**Material for this exercise**
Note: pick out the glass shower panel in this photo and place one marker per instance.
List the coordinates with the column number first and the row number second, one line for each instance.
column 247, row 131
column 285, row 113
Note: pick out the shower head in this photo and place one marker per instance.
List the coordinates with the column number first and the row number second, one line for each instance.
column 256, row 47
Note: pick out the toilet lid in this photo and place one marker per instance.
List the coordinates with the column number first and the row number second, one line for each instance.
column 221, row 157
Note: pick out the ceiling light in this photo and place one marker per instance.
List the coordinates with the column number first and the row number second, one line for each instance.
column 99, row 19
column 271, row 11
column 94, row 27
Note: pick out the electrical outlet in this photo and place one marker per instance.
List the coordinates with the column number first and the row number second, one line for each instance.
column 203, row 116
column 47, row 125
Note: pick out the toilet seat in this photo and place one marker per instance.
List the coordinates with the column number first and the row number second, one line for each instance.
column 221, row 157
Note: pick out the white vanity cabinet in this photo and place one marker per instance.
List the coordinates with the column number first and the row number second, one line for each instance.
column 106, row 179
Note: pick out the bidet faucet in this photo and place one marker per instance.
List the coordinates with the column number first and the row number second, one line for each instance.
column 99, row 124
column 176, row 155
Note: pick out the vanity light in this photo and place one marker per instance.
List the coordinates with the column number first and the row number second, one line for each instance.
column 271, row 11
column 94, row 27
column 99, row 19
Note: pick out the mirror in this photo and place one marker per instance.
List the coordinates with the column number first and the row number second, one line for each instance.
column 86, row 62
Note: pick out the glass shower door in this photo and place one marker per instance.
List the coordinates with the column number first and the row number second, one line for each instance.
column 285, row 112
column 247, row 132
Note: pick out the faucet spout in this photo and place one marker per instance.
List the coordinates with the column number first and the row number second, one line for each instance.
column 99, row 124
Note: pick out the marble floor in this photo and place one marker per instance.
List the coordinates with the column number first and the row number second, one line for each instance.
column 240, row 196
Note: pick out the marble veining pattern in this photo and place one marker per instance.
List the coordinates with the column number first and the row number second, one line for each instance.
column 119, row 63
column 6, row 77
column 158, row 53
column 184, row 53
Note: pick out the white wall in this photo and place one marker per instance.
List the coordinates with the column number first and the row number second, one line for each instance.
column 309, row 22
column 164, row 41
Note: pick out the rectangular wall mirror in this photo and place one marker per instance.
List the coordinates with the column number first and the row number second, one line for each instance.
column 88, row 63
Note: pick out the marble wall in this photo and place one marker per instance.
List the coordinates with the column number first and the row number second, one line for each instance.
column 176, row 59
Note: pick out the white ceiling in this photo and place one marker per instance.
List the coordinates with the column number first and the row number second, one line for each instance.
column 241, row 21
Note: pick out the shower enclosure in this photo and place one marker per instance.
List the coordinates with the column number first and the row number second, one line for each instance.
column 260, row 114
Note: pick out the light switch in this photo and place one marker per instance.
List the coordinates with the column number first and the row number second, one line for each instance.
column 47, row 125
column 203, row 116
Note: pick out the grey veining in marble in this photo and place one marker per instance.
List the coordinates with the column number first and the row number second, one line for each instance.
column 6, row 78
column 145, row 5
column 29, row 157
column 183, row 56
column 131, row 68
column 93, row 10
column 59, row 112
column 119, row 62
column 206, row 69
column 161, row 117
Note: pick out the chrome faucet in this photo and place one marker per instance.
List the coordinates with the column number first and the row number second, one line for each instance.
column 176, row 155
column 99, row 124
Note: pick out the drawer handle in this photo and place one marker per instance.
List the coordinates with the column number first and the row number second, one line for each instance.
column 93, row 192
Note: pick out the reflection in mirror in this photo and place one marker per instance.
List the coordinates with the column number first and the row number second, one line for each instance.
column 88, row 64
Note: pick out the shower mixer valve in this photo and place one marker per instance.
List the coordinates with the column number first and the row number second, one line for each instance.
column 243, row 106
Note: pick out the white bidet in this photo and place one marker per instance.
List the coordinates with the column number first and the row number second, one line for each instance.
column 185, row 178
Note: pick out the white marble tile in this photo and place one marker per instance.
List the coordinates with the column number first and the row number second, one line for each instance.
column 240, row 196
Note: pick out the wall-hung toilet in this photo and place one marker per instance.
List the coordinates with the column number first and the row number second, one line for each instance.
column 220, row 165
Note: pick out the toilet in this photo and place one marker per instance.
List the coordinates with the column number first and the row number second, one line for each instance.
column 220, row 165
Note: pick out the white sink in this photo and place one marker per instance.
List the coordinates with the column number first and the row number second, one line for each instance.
==
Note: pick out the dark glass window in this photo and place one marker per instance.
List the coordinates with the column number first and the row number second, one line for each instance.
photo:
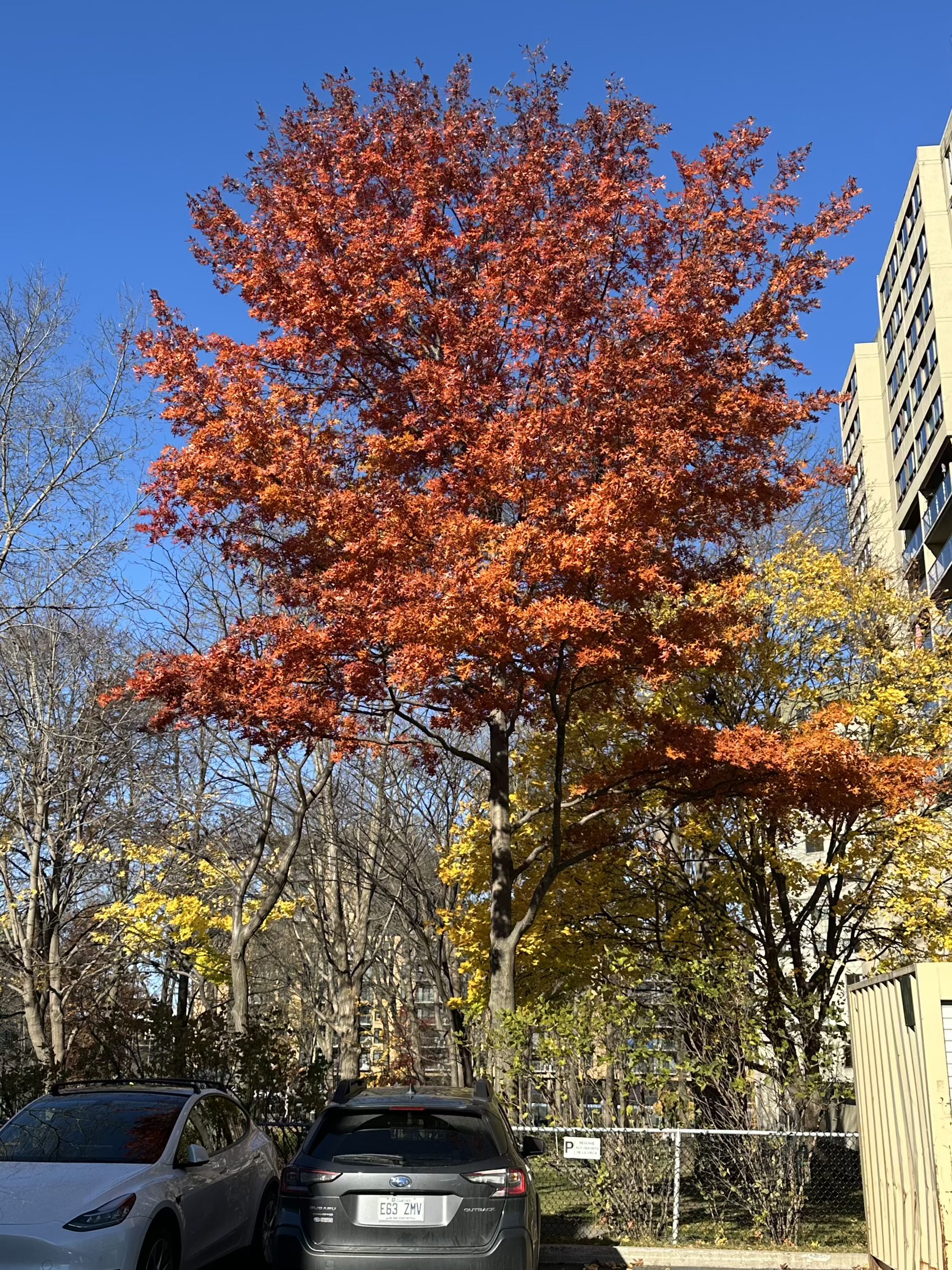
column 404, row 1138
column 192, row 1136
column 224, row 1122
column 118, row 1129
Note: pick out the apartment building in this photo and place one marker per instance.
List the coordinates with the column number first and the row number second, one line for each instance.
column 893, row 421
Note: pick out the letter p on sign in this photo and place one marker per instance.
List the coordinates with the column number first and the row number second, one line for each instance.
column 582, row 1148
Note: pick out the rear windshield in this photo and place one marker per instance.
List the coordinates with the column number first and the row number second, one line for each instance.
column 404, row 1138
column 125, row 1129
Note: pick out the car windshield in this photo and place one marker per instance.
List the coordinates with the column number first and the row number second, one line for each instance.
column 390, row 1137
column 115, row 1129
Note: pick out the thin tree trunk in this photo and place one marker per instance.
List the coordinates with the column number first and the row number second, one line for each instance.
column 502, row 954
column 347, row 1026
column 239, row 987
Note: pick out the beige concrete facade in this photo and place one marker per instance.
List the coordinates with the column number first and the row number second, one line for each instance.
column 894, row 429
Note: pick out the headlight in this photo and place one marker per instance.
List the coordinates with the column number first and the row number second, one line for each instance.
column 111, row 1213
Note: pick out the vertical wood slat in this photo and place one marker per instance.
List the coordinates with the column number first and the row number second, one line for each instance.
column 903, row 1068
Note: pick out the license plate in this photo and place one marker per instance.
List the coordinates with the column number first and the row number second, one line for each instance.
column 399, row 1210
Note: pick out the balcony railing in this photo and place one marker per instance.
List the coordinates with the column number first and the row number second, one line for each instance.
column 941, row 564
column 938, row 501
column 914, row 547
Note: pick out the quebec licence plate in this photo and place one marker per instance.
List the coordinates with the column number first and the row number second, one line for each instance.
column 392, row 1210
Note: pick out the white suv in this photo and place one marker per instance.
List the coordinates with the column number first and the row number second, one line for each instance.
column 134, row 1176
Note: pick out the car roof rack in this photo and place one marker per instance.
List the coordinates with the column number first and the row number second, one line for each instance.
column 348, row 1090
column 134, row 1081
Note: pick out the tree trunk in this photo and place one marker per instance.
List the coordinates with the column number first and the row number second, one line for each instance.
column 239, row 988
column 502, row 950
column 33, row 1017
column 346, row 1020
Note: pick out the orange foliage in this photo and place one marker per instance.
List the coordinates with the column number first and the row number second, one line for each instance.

**Your assignment**
Give only the lines from the one holding "Note: pick out the glass shower panel" through the one holding "Note: pick out the ceiling", each restated exactly as it appears above.

**Result for this task**
Note: pick out the glass shower panel in this photo and place one marker per instance.
List the coordinates with the column number first and the row number second, one line for each instance.
column 247, row 131
column 285, row 113
Note: pick out the shower head in this photo and place one marker per instance.
List the coordinates with the column number first and the row number second, one line for each instance.
column 256, row 47
Note: pick out the toilet lid in this photo and place one marker per instance.
List the coordinates with the column number first and the row number second, one line for each instance.
column 221, row 157
Note: pick out the ceiling light in this photo and place one marker per instance.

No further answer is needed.